_Assignment_:
Word for word, restate the records that come after this.

_Input for this task_:
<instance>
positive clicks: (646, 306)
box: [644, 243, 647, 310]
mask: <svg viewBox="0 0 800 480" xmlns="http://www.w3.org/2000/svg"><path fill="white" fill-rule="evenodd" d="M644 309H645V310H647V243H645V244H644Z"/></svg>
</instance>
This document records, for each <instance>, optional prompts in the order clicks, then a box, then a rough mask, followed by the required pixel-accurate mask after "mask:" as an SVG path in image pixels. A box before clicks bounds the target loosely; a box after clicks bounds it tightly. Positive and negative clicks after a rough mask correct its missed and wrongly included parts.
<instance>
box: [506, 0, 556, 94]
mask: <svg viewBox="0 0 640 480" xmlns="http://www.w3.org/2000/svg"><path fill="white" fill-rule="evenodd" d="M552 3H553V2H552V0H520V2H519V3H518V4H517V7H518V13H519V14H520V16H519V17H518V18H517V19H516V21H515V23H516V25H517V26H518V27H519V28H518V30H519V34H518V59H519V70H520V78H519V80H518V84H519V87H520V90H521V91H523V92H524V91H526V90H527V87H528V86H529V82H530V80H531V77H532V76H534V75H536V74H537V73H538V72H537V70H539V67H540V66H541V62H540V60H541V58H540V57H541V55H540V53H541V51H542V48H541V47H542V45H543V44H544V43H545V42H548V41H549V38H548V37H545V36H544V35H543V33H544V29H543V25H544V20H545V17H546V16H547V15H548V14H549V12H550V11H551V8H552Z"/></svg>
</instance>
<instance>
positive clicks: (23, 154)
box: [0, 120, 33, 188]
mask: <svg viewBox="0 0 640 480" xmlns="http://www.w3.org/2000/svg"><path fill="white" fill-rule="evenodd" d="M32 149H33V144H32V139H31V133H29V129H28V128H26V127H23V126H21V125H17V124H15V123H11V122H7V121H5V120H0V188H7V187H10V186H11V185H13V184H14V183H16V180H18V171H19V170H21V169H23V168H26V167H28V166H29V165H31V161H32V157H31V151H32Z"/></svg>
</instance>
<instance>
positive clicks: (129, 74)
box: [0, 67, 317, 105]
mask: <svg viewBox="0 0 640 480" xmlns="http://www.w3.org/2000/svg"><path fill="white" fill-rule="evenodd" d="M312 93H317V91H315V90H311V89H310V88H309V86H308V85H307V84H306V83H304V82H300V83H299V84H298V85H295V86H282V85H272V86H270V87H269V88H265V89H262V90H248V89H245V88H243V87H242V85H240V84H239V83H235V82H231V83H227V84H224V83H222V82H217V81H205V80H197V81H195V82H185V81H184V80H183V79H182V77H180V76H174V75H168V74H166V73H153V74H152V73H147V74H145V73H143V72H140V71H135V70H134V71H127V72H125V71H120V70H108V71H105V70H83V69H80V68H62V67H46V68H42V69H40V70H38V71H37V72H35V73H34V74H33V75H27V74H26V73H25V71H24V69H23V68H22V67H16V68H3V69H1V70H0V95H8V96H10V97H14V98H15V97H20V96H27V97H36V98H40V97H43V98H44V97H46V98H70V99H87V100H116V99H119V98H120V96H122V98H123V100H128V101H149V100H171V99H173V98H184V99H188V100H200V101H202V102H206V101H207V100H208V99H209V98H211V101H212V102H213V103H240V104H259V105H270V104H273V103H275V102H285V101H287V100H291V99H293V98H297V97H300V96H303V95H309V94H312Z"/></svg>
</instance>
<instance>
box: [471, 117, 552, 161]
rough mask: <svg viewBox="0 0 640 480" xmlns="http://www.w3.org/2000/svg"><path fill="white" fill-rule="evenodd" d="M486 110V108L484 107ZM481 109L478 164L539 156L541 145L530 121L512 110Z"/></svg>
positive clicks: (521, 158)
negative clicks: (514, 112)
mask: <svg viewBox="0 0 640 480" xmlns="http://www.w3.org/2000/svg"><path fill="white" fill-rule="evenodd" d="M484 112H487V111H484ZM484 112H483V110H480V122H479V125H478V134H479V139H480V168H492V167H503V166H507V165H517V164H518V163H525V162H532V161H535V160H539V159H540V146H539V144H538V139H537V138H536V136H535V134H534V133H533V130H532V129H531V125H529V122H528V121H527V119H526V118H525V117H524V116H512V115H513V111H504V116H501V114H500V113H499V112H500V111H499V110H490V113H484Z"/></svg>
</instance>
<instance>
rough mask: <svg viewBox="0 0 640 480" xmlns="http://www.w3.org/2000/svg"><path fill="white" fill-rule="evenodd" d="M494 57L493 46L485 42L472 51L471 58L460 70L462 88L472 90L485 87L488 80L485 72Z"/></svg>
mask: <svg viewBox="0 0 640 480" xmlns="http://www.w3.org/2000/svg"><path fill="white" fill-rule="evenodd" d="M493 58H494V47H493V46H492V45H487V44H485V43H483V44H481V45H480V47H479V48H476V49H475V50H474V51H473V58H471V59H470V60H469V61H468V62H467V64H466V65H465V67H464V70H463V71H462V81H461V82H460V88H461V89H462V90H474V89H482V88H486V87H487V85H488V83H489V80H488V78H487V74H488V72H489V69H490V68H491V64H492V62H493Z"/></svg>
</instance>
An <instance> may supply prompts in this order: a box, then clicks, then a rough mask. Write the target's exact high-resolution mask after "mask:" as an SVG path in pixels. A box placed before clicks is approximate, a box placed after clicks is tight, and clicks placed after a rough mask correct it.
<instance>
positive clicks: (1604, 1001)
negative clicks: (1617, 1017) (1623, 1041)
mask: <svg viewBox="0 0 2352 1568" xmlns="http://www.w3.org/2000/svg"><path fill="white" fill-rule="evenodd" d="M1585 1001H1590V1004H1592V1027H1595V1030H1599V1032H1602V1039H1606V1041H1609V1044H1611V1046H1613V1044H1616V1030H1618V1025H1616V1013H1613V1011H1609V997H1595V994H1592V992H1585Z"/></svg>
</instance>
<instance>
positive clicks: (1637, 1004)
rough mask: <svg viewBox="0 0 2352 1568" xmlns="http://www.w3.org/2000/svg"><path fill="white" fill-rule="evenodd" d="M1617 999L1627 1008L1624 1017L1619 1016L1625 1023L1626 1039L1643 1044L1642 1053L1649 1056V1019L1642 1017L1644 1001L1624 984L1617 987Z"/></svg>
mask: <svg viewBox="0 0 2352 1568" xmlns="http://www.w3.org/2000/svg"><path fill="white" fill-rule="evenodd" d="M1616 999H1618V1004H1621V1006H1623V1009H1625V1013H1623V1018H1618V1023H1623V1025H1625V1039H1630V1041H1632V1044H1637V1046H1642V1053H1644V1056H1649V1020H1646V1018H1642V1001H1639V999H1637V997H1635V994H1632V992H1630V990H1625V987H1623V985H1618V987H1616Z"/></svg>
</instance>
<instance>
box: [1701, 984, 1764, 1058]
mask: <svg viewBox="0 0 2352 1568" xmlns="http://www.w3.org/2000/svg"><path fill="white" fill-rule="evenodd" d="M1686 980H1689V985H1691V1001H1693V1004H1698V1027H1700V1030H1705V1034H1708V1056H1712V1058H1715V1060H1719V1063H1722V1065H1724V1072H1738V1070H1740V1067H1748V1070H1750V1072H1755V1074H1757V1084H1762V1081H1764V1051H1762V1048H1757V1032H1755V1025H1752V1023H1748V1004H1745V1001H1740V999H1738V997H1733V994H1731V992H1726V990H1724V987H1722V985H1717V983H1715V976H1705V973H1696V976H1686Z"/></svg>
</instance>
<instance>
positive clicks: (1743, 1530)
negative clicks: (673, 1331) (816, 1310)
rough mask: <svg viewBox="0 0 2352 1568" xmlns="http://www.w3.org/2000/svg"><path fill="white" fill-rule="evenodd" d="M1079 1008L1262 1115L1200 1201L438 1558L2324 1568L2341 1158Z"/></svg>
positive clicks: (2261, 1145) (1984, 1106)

_Output_:
<instance>
positive clicks: (646, 306)
box: [644, 243, 647, 310]
mask: <svg viewBox="0 0 800 480" xmlns="http://www.w3.org/2000/svg"><path fill="white" fill-rule="evenodd" d="M644 309H645V310H647V243H645V244H644Z"/></svg>
</instance>
This document records, for each <instance>, optional prompts in the order clicks, then a box, then a rough mask, followed by the required pixel-accurate mask after "mask:" as an SVG path in image pixels. A box before clicks bounds the target loosely; a box after clicks bounds it tightly. Positive and negative clicks after a rough mask correct its missed and wrongly included parts.
<instance>
box: [506, 0, 556, 94]
mask: <svg viewBox="0 0 640 480" xmlns="http://www.w3.org/2000/svg"><path fill="white" fill-rule="evenodd" d="M552 3H553V2H552V0H520V2H519V3H518V4H517V7H518V13H519V14H520V16H519V17H518V18H517V19H516V21H515V23H516V25H517V26H518V27H519V28H518V30H519V34H518V59H519V70H520V78H519V80H518V84H519V87H520V90H521V91H523V92H524V91H526V90H527V87H528V86H529V82H530V80H531V77H532V76H534V75H536V74H537V73H538V72H537V70H539V67H540V66H541V62H540V60H541V58H540V57H541V55H540V53H541V51H542V48H541V47H542V45H543V44H544V43H545V42H548V41H549V38H548V37H545V36H544V35H543V33H544V29H543V25H544V20H545V17H546V16H547V15H548V14H549V12H550V11H551V8H552Z"/></svg>
</instance>
<instance>
positive clicks: (23, 154)
box: [0, 120, 33, 188]
mask: <svg viewBox="0 0 640 480" xmlns="http://www.w3.org/2000/svg"><path fill="white" fill-rule="evenodd" d="M32 149H33V144H32V139H31V133H29V129H28V128H26V127H23V126H21V125H17V124H15V123H11V122H7V121H5V120H0V188H7V187H10V186H11V185H13V184H14V183H16V180H18V171H19V170H21V169H23V168H26V167H28V166H29V165H31V161H32V157H31V151H32Z"/></svg>
</instance>
<instance>
positive clicks: (129, 74)
box: [0, 67, 317, 105]
mask: <svg viewBox="0 0 640 480" xmlns="http://www.w3.org/2000/svg"><path fill="white" fill-rule="evenodd" d="M312 93H317V91H315V90H311V89H310V88H309V86H308V85H307V84H306V83H304V82H300V83H299V84H298V85H295V86H282V85H272V86H270V87H269V88H265V89H262V90H248V89H245V88H243V87H242V85H240V84H239V83H235V82H231V83H227V84H224V83H222V82H217V81H205V80H197V81H195V82H185V81H184V80H183V79H182V77H180V76H174V75H168V74H166V73H153V74H152V73H147V74H145V73H143V72H140V71H135V70H134V71H127V72H125V71H120V70H108V71H105V70H83V69H80V68H62V67H46V68H42V69H40V70H38V71H37V72H35V73H34V74H33V75H27V74H26V73H25V71H24V69H23V68H22V67H16V68H3V69H1V70H0V95H8V96H10V97H14V98H15V97H20V96H27V97H36V98H40V97H43V98H44V97H46V98H70V99H87V100H116V99H119V98H120V96H122V98H123V100H128V101H149V100H171V99H173V98H184V99H188V100H200V101H202V102H206V101H207V100H208V99H209V98H211V101H212V102H213V103H240V104H259V105H270V104H273V103H275V102H285V101H287V100H291V99H293V98H297V97H300V96H303V95H309V94H312Z"/></svg>
</instance>
<instance>
box: [471, 117, 552, 161]
rough mask: <svg viewBox="0 0 640 480" xmlns="http://www.w3.org/2000/svg"><path fill="white" fill-rule="evenodd" d="M486 110V108L484 107ZM481 109L478 164L539 156L541 145L530 121L512 110Z"/></svg>
positive clicks: (521, 158)
negative clicks: (514, 112)
mask: <svg viewBox="0 0 640 480" xmlns="http://www.w3.org/2000/svg"><path fill="white" fill-rule="evenodd" d="M484 112H487V111H484ZM484 112H483V110H480V122H479V125H478V134H479V139H480V168H492V167H503V166H507V165H517V164H518V163H525V162H532V161H535V160H539V159H540V146H539V144H538V139H537V138H536V136H535V134H534V133H533V130H532V129H531V125H529V122H528V121H527V119H526V118H525V117H524V116H512V115H513V111H504V116H501V114H500V113H499V112H500V111H499V110H490V113H484Z"/></svg>
</instance>
<instance>
rough mask: <svg viewBox="0 0 640 480" xmlns="http://www.w3.org/2000/svg"><path fill="white" fill-rule="evenodd" d="M494 57L493 46L485 42L472 51L471 58L460 70L462 88L472 90L485 87L488 80L485 72Z"/></svg>
mask: <svg viewBox="0 0 640 480" xmlns="http://www.w3.org/2000/svg"><path fill="white" fill-rule="evenodd" d="M493 58H494V47H493V46H492V45H487V44H485V43H483V44H481V45H480V47H479V48H476V49H475V50H474V51H473V58H471V59H470V60H469V61H468V62H467V64H466V65H465V67H464V70H463V71H462V81H461V82H460V88H461V89H462V90H474V89H482V88H486V87H487V85H488V83H489V80H488V78H487V74H488V72H489V69H490V68H491V64H492V62H493Z"/></svg>
</instance>
An <instance> may supply prompts in this order: a box, then clicks, then a rough mask. Write the target's exact high-resolution mask after "mask:" as an SVG path in pixels. A box placed before clicks is approximate, a box placed after clicks is tight, and clicks placed after a rough mask correct it.
<instance>
positive clicks: (1604, 1001)
negative clicks: (1617, 1017) (1623, 1041)
mask: <svg viewBox="0 0 2352 1568" xmlns="http://www.w3.org/2000/svg"><path fill="white" fill-rule="evenodd" d="M1585 1001H1590V1004H1592V1027H1595V1030H1599V1032H1602V1039H1606V1041H1609V1044H1611V1046H1613V1044H1616V1030H1618V1025H1616V1013H1613V1011H1609V997H1595V994H1592V992H1585Z"/></svg>
</instance>
<instance>
positive clicks: (1637, 1004)
rough mask: <svg viewBox="0 0 2352 1568" xmlns="http://www.w3.org/2000/svg"><path fill="white" fill-rule="evenodd" d="M1617 999L1627 1008L1624 1017L1619 1016L1625 1023L1626 1039L1643 1044L1642 1053L1649 1056V1019L1642 1017L1644 1001L1624 984L1617 987Z"/></svg>
mask: <svg viewBox="0 0 2352 1568" xmlns="http://www.w3.org/2000/svg"><path fill="white" fill-rule="evenodd" d="M1616 999H1618V1004H1621V1006H1623V1009H1625V1013H1623V1018H1618V1023H1623V1025H1625V1039H1630V1041H1632V1044H1637V1046H1642V1053H1644V1056H1649V1020H1646V1018H1642V1001H1639V999H1637V997H1635V994H1632V992H1630V990H1625V987H1623V985H1618V987H1616Z"/></svg>
</instance>
<instance>
box: [1701, 984, 1764, 1058]
mask: <svg viewBox="0 0 2352 1568" xmlns="http://www.w3.org/2000/svg"><path fill="white" fill-rule="evenodd" d="M1686 980H1689V985H1691V1001H1693V1004H1698V1027H1700V1030H1705V1034H1708V1056H1712V1058H1715V1060H1719V1063H1722V1065H1724V1072H1738V1070H1740V1067H1748V1070H1750V1072H1755V1074H1757V1084H1762V1081H1764V1051H1762V1048H1757V1032H1755V1025H1752V1023H1748V1004H1745V1001H1740V999H1738V997H1733V994H1731V992H1726V990H1724V987H1722V985H1717V983H1715V976H1705V973H1696V976H1686Z"/></svg>
</instance>
<instance>
positive clicks: (1743, 1530)
negative clicks: (673, 1331) (816, 1310)
rough mask: <svg viewBox="0 0 2352 1568" xmlns="http://www.w3.org/2000/svg"><path fill="white" fill-rule="evenodd" d="M1079 1008L1262 1115L1200 1201L438 1558L2324 1568L2341 1158Z"/></svg>
positive clicks: (2261, 1145) (1984, 1106)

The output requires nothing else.